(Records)

* * * * * * *

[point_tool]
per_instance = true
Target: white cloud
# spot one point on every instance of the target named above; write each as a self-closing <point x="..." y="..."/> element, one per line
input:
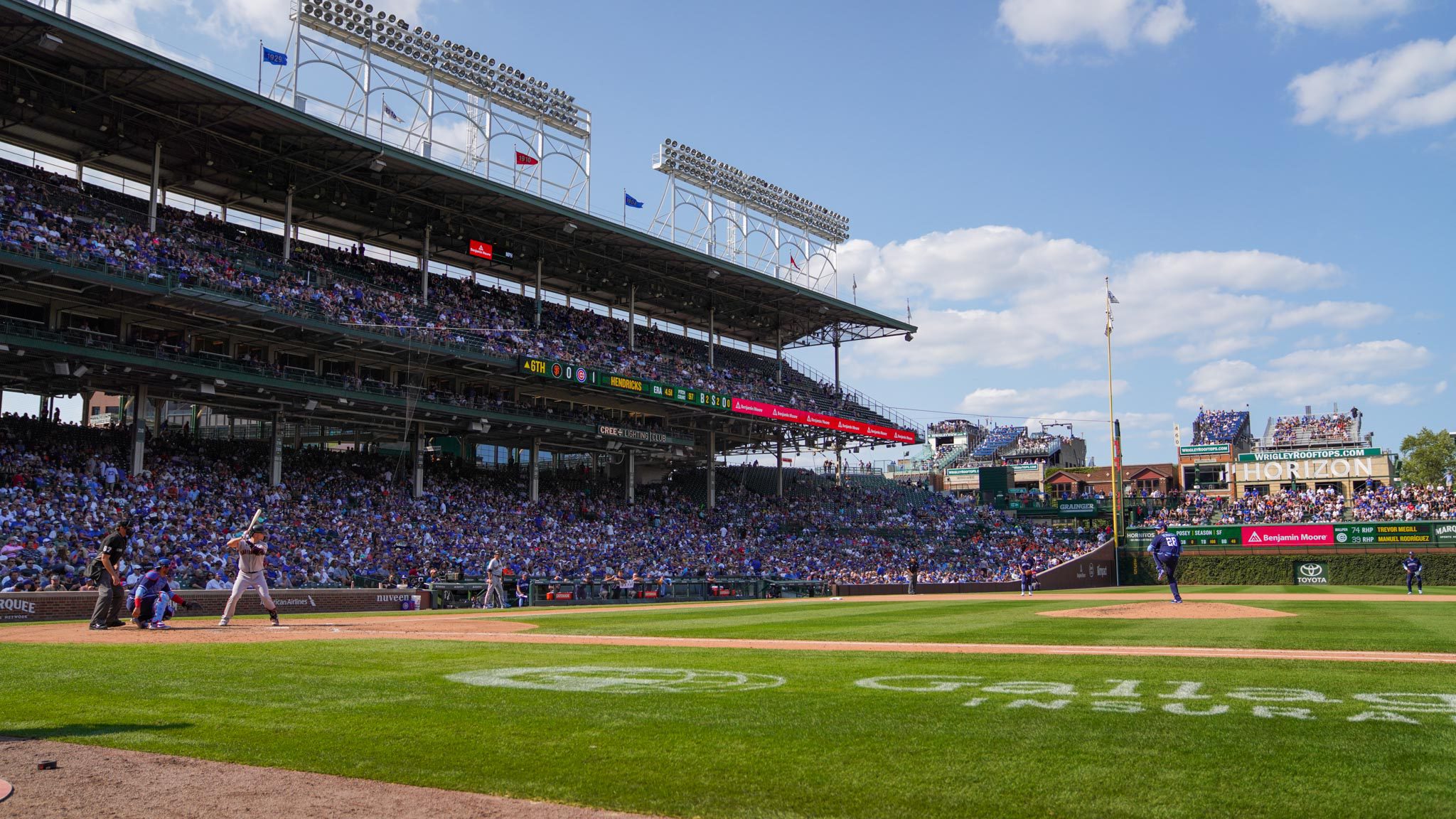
<point x="1332" y="14"/>
<point x="1011" y="401"/>
<point x="965" y="264"/>
<point x="1046" y="25"/>
<point x="1351" y="373"/>
<point x="1232" y="270"/>
<point x="1002" y="296"/>
<point x="1342" y="315"/>
<point x="119" y="16"/>
<point x="1406" y="88"/>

* * * * * * *

[Problem to work on] Reproduce every line of the material above without changes, and omit the pictures from your answer.

[Solution to this problem]
[point_tool]
per_instance = true
Target: white cloud
# spot one point on every instance of the target named above; write each as a self-closing <point x="..." y="..."/> element, one per line
input:
<point x="1332" y="14"/>
<point x="1011" y="401"/>
<point x="965" y="264"/>
<point x="1046" y="25"/>
<point x="1351" y="373"/>
<point x="1232" y="270"/>
<point x="1002" y="296"/>
<point x="1342" y="315"/>
<point x="119" y="16"/>
<point x="1406" y="88"/>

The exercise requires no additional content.